RECORDS FOR THIS EXERCISE:
---

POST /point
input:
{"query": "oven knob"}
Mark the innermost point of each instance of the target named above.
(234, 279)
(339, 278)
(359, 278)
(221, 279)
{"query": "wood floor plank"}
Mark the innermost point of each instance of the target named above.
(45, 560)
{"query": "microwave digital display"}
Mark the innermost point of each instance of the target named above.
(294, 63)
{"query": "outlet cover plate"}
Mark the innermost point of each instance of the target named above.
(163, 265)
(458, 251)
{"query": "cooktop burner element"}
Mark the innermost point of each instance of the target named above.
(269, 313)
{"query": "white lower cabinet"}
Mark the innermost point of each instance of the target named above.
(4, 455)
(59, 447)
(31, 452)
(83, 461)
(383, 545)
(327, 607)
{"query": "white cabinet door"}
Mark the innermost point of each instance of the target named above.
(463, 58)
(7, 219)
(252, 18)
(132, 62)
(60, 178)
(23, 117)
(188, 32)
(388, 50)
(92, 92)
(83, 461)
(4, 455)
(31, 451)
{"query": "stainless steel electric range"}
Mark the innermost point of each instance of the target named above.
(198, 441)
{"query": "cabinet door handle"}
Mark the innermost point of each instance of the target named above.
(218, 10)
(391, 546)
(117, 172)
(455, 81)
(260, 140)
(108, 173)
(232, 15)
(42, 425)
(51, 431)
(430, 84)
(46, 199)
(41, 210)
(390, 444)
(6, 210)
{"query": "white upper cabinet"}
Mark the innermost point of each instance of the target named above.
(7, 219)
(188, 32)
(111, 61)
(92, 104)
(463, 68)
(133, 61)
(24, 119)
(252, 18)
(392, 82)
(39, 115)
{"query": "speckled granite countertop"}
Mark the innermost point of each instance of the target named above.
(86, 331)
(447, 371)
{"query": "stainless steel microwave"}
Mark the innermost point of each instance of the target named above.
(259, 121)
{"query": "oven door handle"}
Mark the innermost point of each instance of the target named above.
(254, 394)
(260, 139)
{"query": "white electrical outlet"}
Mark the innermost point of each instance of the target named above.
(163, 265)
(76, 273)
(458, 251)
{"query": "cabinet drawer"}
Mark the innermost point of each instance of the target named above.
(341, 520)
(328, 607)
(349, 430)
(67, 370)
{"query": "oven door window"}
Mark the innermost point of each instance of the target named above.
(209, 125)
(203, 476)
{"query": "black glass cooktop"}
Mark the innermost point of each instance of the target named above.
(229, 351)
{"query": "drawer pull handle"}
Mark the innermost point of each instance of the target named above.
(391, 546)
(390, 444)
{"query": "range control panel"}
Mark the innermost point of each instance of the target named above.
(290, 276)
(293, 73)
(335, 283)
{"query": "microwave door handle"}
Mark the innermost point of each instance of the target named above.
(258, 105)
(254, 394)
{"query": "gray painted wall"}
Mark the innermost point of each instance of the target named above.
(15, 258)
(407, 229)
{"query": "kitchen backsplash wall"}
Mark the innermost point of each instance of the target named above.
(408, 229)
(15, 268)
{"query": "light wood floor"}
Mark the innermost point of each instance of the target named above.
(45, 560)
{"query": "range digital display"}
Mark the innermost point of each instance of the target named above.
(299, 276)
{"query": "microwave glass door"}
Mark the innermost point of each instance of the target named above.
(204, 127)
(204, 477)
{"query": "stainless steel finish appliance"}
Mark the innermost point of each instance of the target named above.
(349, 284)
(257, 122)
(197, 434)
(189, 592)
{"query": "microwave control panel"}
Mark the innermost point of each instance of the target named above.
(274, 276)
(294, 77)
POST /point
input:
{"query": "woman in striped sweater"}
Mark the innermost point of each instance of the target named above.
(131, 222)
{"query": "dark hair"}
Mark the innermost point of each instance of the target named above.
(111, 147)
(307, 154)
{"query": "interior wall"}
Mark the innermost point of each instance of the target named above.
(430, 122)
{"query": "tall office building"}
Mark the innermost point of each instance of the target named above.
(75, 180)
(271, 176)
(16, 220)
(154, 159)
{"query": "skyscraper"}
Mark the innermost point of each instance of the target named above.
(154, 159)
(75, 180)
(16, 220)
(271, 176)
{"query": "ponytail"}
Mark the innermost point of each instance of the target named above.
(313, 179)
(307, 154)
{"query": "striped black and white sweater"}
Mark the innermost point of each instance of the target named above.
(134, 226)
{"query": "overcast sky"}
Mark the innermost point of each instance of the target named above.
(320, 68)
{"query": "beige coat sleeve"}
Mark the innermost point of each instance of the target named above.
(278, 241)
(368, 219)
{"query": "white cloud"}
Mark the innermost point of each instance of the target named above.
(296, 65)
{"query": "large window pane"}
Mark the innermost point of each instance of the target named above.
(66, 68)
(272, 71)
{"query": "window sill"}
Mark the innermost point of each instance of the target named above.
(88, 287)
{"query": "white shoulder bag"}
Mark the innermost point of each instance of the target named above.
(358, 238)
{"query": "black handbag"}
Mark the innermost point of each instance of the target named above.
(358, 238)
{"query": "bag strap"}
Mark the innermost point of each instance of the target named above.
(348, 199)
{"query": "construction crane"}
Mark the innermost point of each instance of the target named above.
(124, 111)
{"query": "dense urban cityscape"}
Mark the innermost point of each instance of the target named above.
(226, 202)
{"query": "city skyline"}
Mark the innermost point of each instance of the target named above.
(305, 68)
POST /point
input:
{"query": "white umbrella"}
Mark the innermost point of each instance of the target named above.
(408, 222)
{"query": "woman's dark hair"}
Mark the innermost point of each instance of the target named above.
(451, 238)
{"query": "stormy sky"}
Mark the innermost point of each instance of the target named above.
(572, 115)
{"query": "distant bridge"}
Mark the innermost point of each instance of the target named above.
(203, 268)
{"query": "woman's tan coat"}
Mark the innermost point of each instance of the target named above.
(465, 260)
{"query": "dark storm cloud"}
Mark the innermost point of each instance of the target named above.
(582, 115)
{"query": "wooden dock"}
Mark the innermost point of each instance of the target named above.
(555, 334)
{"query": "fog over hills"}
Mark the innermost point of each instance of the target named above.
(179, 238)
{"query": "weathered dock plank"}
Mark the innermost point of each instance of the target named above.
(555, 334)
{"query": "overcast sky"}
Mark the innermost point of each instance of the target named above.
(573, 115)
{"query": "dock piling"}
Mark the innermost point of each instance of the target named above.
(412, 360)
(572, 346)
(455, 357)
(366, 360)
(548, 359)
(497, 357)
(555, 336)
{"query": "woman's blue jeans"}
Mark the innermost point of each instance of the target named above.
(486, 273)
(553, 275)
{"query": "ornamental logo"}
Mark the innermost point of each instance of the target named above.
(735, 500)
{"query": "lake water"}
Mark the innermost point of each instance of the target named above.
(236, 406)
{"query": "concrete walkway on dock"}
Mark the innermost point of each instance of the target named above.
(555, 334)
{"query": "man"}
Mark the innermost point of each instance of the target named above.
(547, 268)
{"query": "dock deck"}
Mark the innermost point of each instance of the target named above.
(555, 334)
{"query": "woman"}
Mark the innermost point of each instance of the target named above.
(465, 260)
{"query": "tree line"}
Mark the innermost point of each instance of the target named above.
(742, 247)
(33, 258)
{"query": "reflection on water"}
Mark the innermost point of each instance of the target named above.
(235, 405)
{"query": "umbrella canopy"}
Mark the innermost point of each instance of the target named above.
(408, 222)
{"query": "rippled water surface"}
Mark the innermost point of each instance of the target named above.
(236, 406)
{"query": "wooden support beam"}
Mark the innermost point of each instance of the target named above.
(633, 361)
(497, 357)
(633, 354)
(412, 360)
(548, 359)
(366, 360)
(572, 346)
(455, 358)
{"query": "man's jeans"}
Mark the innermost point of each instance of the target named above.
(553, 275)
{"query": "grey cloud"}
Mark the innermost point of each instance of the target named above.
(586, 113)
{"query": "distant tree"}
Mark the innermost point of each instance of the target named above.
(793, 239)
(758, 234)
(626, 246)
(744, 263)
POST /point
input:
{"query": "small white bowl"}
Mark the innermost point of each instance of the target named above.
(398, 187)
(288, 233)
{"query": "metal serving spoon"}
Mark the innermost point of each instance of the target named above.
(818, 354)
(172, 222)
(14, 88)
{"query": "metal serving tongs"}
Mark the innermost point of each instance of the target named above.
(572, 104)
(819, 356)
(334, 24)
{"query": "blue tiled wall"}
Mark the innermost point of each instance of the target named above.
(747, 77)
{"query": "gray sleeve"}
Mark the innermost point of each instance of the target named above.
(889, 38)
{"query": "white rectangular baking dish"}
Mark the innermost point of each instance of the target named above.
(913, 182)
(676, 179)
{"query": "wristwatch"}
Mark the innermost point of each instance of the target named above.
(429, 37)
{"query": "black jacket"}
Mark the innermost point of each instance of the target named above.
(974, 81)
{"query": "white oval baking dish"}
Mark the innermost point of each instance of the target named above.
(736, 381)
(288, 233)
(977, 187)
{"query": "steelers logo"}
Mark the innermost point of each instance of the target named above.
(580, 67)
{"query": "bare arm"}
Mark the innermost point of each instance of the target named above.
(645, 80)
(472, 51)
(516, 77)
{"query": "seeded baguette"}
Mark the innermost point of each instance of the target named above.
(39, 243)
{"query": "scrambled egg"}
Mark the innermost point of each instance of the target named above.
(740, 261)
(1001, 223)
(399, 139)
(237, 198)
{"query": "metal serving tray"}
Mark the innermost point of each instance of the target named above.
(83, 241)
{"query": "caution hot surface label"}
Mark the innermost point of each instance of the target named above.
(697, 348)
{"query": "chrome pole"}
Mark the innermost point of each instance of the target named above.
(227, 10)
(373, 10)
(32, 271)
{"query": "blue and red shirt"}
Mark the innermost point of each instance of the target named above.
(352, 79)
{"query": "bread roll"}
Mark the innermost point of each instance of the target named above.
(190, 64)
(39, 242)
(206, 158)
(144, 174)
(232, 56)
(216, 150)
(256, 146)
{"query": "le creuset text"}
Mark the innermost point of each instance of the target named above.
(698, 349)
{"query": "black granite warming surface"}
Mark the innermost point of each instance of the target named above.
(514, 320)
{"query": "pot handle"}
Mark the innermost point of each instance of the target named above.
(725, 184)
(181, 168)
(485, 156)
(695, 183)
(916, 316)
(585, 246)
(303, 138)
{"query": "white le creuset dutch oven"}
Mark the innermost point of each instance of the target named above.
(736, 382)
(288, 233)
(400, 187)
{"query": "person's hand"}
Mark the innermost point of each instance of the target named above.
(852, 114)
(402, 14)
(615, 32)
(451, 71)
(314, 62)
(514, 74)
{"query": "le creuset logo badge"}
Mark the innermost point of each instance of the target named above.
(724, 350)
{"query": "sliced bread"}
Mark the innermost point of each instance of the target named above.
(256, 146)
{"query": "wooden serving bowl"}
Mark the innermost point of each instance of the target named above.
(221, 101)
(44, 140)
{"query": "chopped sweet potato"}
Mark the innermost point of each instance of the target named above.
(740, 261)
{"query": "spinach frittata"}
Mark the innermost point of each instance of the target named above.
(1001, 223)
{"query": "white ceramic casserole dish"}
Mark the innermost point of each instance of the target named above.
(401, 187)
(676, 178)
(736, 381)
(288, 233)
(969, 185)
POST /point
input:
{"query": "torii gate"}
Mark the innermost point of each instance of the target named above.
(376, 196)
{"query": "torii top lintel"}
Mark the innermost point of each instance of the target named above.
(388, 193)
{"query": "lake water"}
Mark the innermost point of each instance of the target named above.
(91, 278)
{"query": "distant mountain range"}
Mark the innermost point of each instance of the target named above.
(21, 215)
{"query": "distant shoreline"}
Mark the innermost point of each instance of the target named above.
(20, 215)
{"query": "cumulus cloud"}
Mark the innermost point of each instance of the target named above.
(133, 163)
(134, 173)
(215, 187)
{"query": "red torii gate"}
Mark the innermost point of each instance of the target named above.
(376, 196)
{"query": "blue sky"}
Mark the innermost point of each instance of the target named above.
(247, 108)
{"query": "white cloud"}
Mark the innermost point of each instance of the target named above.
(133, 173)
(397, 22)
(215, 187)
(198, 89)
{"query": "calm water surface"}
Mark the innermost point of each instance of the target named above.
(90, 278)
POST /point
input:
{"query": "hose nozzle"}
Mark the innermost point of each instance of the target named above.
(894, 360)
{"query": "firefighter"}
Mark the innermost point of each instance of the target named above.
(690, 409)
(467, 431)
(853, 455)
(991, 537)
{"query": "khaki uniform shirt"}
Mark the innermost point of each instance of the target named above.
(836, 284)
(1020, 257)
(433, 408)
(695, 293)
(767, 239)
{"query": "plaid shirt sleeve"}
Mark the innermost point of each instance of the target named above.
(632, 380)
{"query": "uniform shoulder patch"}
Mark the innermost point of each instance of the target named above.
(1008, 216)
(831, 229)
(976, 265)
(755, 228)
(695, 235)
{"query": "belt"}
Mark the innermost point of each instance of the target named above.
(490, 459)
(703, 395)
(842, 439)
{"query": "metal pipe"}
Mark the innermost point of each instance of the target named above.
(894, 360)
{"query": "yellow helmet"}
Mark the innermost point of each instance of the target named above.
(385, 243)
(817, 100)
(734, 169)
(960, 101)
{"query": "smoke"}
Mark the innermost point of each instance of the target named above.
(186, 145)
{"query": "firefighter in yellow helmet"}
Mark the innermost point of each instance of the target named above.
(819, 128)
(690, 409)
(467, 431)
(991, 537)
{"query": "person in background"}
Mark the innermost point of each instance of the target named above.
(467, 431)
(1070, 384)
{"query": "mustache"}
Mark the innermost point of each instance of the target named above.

---

EXERCISE DIRECTIONS:
Gather each line of the items that contains the word "cabinet" and copy it out in full.

THE COMPLETED TASK:
{"query": "white lower cabinet"}
{"query": "white cabinet door"}
{"query": "cabinet door handle"}
{"query": "white upper cabinet"}
{"query": "cabinet drawer"}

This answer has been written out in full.